── DOCUMENT SEGMENT ──

Dodging the Dollar

The issue of exchange rates between currencies and [the question of] who is paying for international trade are extremely relevant. On March 28, the World Trade Organization (WTO) finished a symposium dedicated to this topic. During the first week of April, representatives from the BRICS (Brazil, Russia, India, China and South Africa) met in New Delhi and agreed that trade between the countries would take place in their respective currencies. The United States’ pressure to expand unilateral sanctions against Iran into financial markets intensified the need for trade and finance in other currencies.

The dollar was for six decades the predominant currency in international trade. This gave great benefits to the financiers on Wall Street and high influence to the U.S. government, and it allowed North Americans to live with a chronically unfavorable balance of trade. Even today, despite the financial crisis that originated on Wall Street and the creation of “quantitative facilitation” of more than $1 trillion, 60 percent of currency reserves are in dollars. But there are big changes on the horizon.

The mainstream media tend to invent or ignore whatever is convenient for the owners of Wall Street. This might be why they have not discussed recent agreements to discontinue the use of the dollar in international trade.

───
── COLLECTED MATERIAL ──

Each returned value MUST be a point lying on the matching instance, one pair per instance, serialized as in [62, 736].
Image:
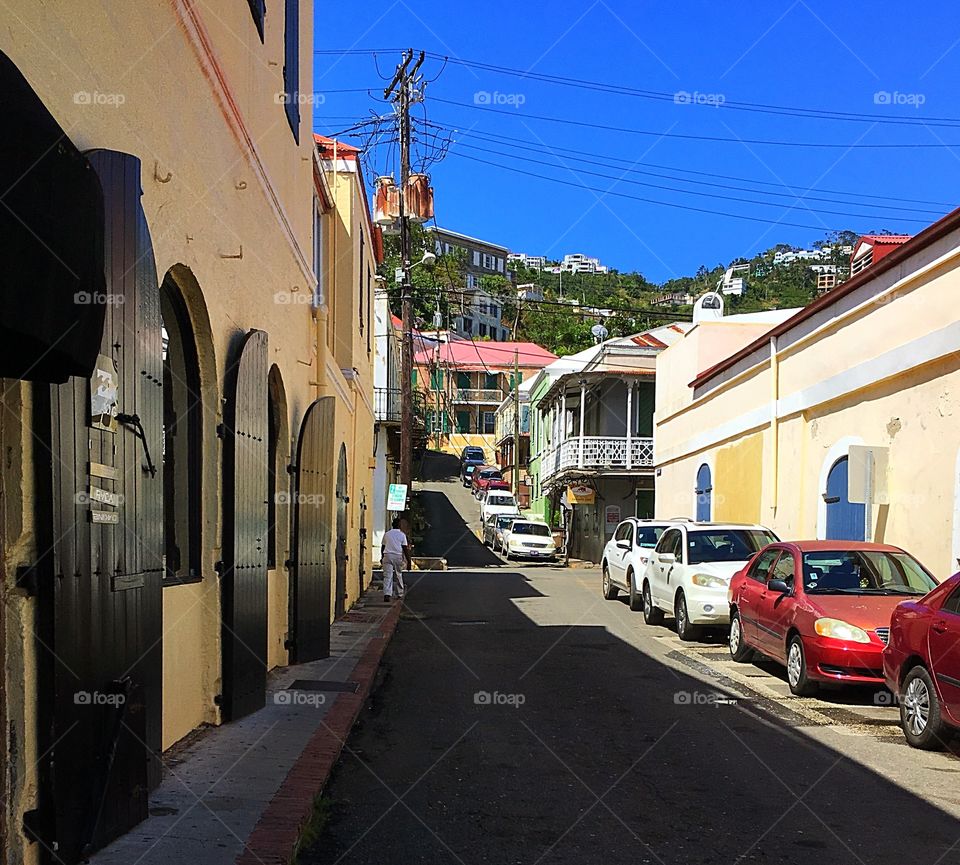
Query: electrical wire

───

WHAT IS NEEDED: Retype the stretch of the text on dodging the dollar from "The mainstream media" through "dollar in international trade.", keeping every word and mark the same.

EXERCISE RESPONSE:
The mainstream media tend to invent or ignore whatever is convenient for the owners of Wall Street. This might be why they have not discussed recent agreements to discontinue the use of the dollar in international trade.